Data for labeling points on photos:
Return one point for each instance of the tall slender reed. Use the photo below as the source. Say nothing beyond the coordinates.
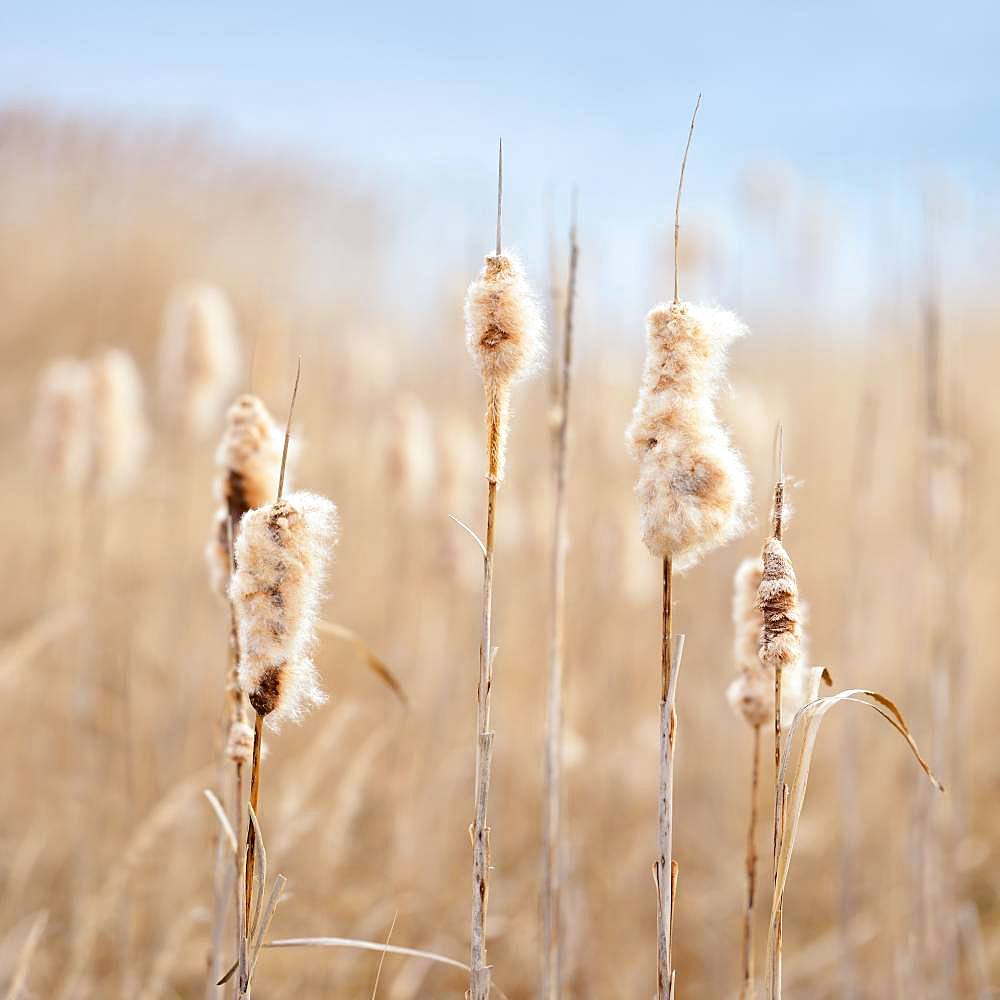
(249, 459)
(552, 868)
(750, 697)
(694, 492)
(780, 650)
(504, 331)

## Task requirements
Rewrite the data above with "tall slender reed" changed to "thin green stalk" and everything else the same. Leave out the pictures.

## The response
Return one point for each instance of the thin green stalk. Use the photo below as the source. Say nothing beyond the coordinates.
(249, 459)
(552, 868)
(750, 697)
(694, 492)
(780, 650)
(504, 331)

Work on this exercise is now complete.